[EXERCISE INSTRUCTIONS] Below, locate the line that contains "Guideline: the keypoint for each instance of the truck". Repeat exactly from that line to the line that contains "Query: frost on road surface", inclusive, leaving out the pictures.
§ §
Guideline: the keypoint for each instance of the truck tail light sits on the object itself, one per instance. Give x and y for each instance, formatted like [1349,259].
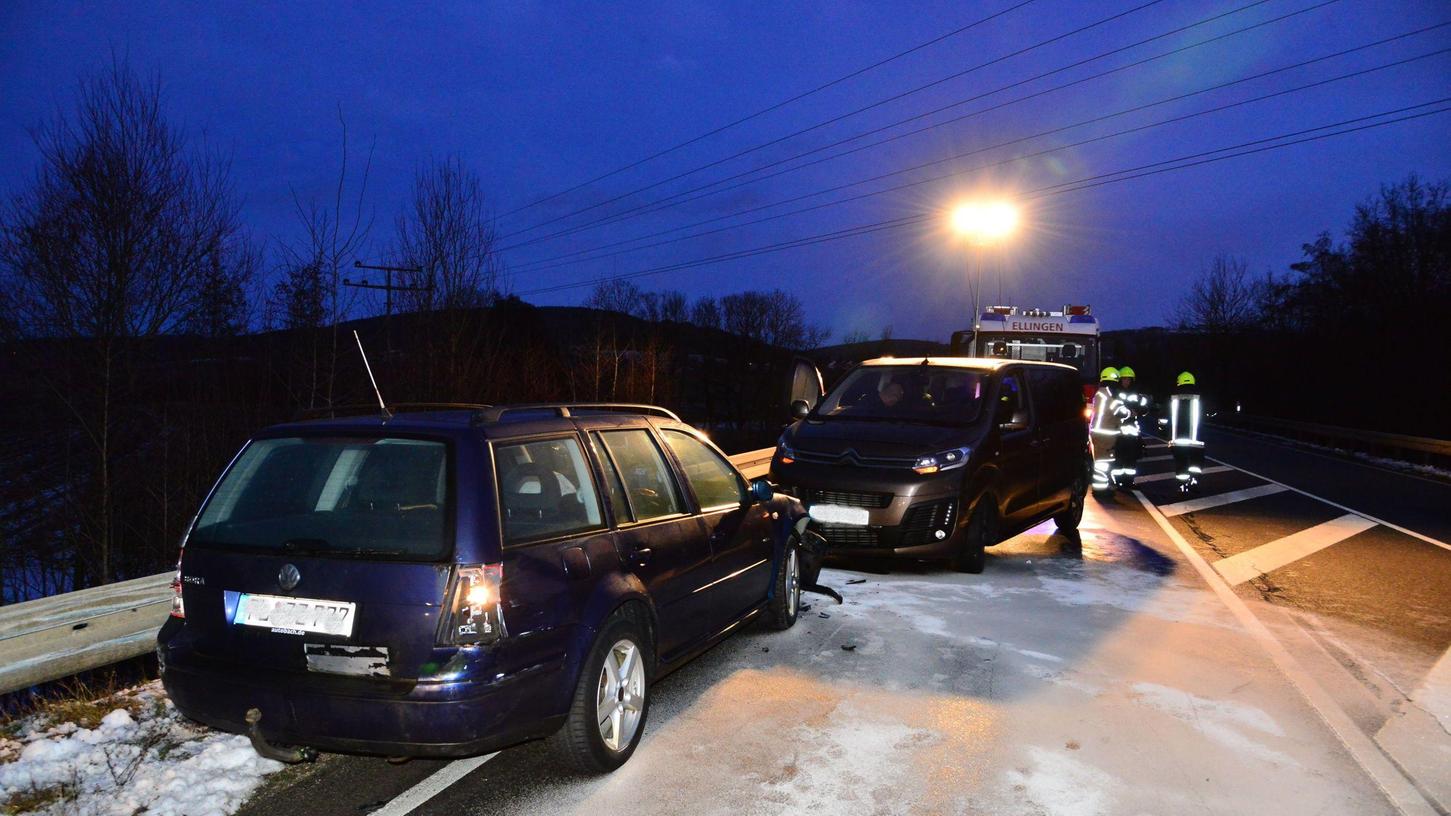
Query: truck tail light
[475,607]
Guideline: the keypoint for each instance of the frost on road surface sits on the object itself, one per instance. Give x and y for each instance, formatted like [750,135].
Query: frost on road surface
§ §
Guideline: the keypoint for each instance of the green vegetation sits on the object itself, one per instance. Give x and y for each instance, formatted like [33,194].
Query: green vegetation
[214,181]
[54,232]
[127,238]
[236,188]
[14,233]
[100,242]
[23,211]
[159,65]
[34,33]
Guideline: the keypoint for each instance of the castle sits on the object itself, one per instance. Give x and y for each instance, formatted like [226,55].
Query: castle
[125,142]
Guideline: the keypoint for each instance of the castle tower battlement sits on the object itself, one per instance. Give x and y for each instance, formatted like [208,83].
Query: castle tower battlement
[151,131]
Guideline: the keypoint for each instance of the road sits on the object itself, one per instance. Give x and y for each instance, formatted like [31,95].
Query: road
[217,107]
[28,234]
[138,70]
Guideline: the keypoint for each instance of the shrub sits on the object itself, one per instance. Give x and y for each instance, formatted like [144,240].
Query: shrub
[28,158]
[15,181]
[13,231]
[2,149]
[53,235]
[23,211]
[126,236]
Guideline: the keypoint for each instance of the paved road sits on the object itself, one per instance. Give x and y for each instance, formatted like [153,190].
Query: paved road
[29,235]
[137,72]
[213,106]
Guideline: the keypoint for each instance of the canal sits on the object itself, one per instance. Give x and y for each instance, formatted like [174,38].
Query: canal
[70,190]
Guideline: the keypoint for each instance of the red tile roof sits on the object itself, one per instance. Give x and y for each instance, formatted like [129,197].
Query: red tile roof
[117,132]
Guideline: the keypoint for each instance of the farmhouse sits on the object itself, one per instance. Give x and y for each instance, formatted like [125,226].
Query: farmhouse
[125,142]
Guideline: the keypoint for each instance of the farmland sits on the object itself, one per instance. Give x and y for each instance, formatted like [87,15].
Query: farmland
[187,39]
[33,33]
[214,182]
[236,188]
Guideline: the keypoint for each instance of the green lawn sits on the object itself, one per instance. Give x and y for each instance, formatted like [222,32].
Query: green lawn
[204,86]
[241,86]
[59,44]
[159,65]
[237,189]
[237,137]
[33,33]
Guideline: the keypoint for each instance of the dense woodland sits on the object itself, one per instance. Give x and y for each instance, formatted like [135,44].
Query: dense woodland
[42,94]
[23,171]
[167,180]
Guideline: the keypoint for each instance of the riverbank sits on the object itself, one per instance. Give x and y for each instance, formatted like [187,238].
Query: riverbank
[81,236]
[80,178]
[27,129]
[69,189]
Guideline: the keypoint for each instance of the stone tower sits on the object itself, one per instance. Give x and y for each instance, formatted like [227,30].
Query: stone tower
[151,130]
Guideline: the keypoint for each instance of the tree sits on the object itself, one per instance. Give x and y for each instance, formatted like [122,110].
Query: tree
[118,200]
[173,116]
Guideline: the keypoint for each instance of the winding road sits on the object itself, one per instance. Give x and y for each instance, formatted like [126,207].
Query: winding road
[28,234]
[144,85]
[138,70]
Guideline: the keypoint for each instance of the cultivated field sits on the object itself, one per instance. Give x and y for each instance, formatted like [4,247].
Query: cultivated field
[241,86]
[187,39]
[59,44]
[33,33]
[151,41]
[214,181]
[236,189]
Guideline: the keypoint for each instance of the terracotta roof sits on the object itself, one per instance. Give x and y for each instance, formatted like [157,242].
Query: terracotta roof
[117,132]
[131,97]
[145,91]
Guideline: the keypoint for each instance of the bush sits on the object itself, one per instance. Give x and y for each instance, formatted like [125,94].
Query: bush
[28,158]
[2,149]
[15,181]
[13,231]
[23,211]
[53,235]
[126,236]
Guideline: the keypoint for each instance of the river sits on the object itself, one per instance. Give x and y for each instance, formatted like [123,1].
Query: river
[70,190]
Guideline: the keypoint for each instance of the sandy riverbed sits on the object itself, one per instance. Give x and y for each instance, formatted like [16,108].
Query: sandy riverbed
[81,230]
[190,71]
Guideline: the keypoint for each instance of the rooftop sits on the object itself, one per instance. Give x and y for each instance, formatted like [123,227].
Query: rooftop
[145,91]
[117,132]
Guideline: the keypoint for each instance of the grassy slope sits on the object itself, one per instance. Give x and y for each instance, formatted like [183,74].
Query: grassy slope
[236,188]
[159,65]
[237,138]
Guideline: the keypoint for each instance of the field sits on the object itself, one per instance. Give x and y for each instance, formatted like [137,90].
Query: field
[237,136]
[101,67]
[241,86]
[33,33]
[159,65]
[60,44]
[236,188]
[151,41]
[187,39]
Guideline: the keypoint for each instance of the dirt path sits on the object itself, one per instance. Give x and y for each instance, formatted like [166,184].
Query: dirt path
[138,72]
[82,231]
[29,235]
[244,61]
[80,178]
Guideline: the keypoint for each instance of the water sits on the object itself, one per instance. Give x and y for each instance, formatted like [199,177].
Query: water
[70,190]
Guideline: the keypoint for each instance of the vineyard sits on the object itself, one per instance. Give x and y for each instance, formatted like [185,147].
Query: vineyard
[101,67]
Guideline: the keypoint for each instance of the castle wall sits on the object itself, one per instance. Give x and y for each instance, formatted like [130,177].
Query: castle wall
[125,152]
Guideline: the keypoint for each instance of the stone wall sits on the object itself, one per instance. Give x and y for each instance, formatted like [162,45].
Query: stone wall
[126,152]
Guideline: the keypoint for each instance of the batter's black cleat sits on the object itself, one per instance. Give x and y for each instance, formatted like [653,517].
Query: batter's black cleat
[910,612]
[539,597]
§ §
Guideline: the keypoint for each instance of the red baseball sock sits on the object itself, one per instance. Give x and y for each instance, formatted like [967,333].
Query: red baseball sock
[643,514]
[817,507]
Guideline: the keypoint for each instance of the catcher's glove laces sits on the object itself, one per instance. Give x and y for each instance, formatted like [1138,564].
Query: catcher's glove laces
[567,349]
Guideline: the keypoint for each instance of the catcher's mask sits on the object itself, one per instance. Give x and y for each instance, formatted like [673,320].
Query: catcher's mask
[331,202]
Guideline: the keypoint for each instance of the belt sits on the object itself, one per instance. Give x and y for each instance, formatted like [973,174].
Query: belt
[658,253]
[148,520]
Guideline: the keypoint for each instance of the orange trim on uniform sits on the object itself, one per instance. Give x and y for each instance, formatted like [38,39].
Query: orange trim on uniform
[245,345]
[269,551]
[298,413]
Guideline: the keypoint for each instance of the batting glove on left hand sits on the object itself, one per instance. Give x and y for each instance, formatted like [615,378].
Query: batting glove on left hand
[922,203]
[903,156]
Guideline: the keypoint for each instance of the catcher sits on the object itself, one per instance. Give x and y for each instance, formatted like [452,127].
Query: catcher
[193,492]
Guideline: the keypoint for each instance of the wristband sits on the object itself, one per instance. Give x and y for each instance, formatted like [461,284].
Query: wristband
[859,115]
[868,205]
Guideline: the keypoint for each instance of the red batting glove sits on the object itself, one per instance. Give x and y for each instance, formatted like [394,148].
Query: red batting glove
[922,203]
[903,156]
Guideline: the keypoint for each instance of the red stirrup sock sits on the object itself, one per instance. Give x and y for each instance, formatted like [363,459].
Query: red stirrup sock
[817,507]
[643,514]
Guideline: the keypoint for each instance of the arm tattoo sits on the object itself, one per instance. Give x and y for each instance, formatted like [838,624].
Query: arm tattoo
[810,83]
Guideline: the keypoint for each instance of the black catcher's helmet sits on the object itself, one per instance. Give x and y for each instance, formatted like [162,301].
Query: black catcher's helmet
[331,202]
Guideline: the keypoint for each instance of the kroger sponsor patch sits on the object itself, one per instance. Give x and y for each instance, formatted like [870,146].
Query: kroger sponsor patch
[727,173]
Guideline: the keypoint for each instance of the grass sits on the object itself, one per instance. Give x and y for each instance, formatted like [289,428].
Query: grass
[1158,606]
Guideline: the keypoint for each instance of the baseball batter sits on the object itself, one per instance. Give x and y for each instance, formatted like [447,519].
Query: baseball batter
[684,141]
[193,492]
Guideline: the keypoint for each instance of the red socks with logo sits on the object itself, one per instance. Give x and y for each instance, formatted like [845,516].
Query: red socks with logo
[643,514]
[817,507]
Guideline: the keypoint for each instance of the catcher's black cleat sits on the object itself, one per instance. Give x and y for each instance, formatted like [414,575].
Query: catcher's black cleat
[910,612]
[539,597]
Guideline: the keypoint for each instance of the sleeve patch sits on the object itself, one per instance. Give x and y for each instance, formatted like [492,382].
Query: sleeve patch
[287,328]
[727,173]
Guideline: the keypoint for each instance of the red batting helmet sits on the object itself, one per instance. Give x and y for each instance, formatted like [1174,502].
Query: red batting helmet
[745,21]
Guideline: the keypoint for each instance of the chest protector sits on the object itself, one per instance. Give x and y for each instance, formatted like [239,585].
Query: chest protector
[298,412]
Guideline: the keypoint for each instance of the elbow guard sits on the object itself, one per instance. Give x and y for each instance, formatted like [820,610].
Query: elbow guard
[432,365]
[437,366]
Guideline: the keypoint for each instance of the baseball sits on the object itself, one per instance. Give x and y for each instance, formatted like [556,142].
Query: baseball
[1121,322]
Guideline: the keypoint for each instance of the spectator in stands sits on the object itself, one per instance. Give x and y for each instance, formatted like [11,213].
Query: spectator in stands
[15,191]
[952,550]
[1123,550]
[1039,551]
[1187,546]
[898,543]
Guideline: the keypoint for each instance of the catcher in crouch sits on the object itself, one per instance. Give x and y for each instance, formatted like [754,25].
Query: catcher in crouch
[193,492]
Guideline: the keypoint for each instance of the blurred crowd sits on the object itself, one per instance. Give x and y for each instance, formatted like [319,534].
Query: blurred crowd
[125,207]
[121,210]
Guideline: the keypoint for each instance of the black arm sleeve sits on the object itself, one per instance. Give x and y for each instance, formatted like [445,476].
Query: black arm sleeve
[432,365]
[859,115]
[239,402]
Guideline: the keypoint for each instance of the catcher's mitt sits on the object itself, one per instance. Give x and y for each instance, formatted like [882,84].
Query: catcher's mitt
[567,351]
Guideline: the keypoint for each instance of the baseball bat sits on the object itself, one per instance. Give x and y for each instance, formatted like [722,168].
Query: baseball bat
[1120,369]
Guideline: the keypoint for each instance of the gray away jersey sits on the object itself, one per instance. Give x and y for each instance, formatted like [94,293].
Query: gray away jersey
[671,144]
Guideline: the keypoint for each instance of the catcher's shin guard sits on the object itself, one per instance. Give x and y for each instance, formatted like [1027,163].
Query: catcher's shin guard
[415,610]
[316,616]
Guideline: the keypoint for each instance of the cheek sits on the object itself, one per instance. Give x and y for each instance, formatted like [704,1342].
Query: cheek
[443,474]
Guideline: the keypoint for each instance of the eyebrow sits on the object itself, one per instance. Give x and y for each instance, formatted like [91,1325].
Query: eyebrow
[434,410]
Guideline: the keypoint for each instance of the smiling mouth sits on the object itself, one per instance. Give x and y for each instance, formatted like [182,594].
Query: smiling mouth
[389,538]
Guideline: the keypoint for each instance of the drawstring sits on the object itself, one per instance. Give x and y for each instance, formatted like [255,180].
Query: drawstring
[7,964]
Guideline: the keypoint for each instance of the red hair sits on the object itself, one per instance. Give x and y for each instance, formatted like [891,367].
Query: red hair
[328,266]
§ §
[EXERCISE OUTPUT]
Guideline: the keypoint for each instance of the truck tail light sits on the object itself, one per instance. Give x and y for each instance, formatted like [1349,259].
Query: truck tail light
[475,607]
Guideline: the keypoint for each instance of the frost on road surface sits on the object itself, one per instance. Give x and y for each instance, formatted like [750,135].
Query: frost on road surface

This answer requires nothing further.